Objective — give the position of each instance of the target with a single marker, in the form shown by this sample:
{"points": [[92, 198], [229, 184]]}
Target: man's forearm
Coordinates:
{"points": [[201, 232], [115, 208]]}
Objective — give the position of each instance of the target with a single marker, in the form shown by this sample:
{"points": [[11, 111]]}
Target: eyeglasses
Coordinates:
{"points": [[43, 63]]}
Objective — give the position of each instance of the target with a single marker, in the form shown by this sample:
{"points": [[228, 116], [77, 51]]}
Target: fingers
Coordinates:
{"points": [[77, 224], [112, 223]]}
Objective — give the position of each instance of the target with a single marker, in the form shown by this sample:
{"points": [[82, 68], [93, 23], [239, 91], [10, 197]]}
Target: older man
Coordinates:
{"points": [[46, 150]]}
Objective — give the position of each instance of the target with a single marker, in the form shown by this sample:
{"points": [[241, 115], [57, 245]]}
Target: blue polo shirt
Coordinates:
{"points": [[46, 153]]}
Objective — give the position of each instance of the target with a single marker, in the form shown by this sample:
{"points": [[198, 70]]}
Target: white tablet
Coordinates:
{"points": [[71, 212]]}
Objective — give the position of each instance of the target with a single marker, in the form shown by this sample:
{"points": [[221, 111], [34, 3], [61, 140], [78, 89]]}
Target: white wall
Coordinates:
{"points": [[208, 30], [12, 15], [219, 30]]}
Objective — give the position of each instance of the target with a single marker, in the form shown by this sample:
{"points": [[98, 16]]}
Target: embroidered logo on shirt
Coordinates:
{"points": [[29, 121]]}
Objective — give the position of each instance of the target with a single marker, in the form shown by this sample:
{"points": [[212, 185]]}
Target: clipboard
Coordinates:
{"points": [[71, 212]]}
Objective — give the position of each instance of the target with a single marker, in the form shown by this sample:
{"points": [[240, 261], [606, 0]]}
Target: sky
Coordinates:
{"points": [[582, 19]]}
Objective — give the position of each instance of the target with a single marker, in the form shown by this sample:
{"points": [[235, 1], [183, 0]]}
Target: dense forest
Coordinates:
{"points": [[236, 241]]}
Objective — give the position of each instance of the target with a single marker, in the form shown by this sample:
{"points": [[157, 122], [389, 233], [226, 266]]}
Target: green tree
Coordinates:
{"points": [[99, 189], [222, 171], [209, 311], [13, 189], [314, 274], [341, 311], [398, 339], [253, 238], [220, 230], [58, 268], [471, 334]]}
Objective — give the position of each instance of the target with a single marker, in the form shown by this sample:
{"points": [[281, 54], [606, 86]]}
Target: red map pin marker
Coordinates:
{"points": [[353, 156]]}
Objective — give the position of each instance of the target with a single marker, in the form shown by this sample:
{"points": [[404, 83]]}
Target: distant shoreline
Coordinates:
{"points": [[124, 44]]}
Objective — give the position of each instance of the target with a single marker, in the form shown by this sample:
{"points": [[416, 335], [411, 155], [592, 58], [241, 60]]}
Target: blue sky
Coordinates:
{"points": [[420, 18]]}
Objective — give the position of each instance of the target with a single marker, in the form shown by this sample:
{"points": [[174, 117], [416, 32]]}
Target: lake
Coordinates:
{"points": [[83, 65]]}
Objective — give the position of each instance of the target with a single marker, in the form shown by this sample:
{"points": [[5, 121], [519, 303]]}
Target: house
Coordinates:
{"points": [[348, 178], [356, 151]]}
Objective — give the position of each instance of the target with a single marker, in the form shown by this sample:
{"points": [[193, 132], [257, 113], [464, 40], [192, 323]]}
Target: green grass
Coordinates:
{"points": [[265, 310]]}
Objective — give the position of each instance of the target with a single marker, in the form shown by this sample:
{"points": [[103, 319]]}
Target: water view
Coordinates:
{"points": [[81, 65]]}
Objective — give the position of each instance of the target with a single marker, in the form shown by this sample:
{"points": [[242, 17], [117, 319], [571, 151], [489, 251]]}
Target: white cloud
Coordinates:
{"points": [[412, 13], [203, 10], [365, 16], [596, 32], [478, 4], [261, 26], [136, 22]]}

_Objective_:
Repeat the records above exactly, leaving none out.

_Written answer_:
Objective — give the position of each instance of the target with a single marker, in the form shown by this sample:
{"points": [[92, 198], [229, 184]]}
Target: man's forearm
Coordinates:
{"points": [[201, 232], [115, 208]]}
Objective — give the position of each instance of the target with a single marker, in the form shown by this sample:
{"points": [[11, 111]]}
Target: eyeglasses
Coordinates:
{"points": [[43, 63]]}
Objective — give the position of each instance of the target with a single marker, in the form shown by this sample:
{"points": [[228, 116], [77, 51]]}
Target: fingers
Coordinates:
{"points": [[77, 224], [112, 223]]}
Objective — give the position of each instance of the target with a single marker, in the form shown by this sample:
{"points": [[82, 68], [93, 23], [239, 91], [10, 197]]}
Target: older man
Coordinates:
{"points": [[46, 150]]}
Objective — give the position of each instance of the target with a single marker, in the form shown by this sample:
{"points": [[241, 115], [57, 245]]}
Target: blue polo shirt
Coordinates:
{"points": [[46, 153]]}
Objective — give the position of each instance of the target with a single marker, in the form shown by this sample:
{"points": [[198, 70]]}
Target: white tablet
Coordinates:
{"points": [[71, 212]]}
Objective — give the position of each instance of the target with a single marker, in the form shown by this sample:
{"points": [[221, 111], [34, 3], [61, 140], [78, 89]]}
Target: white wall
Coordinates:
{"points": [[208, 30], [12, 15], [219, 30]]}
Objective — give the position of each instance of the target with a single marker, in the form shown by this sample:
{"points": [[98, 16]]}
Target: embroidered logo on shirt
Coordinates:
{"points": [[29, 121]]}
Objective — give the position of each instance of the target with a single marker, in the form shown by this sample:
{"points": [[212, 185]]}
Target: clipboard
Coordinates:
{"points": [[71, 212]]}
Objective — give the position of each instance of the target with a single marker, in the form shown by this sample:
{"points": [[240, 261], [606, 0]]}
Target: sky
Coordinates:
{"points": [[582, 19]]}
Objective — give the position of each instance of the target with a single marker, in the form shown by this sample:
{"points": [[235, 1], [183, 0]]}
Target: dense forest
Coordinates:
{"points": [[236, 241]]}
Objective — give the position of each instance of the target with a single marker, in the form shown by this sample:
{"points": [[157, 122], [389, 233], [226, 266]]}
Target: green tree
Coordinates:
{"points": [[99, 189], [222, 171], [209, 311], [13, 189], [314, 274], [341, 311], [398, 339], [253, 238], [220, 230], [58, 268], [471, 334]]}
Objective — give the position of each instance of the target with a single marker, in the form shown by this sample:
{"points": [[281, 54], [606, 86]]}
Target: red map pin marker
Coordinates:
{"points": [[353, 156]]}
Objective — give the position of each instance of the target with a single marker, in the form shown by this sample:
{"points": [[404, 83]]}
Target: distant shoreline
Coordinates:
{"points": [[124, 44]]}
Objective — give the position of each instance of the target with a single marker, in the form shown by this sample:
{"points": [[416, 335], [411, 155], [592, 58], [241, 60]]}
Target: blue sky
Coordinates:
{"points": [[420, 18]]}
Objective — give the position of each instance of the target with a single marker, in the form shown by this sample:
{"points": [[174, 117], [416, 32]]}
Target: lake
Coordinates:
{"points": [[83, 65]]}
Objective — give the position of each instance of the target with a single marker, in the form shown by this sample:
{"points": [[5, 121], [519, 303]]}
Target: house
Coordinates:
{"points": [[348, 178], [356, 151]]}
Objective — give the position of each instance of the target with a single marker, in the form shown by this sample:
{"points": [[193, 132], [257, 113], [464, 40], [192, 323]]}
Target: green grass
Coordinates:
{"points": [[265, 310]]}
Objective — give the position of each instance of the target with a single marker, in the form shown by this sample:
{"points": [[103, 319]]}
Target: water view
Coordinates:
{"points": [[81, 65]]}
Objective — give the position of each instance of the target with a single marker, in the form shown by this sample:
{"points": [[242, 17], [117, 319], [571, 151], [489, 251]]}
Target: white cloud
Coordinates:
{"points": [[412, 13], [203, 10], [365, 16], [596, 32], [478, 4], [261, 26], [136, 22]]}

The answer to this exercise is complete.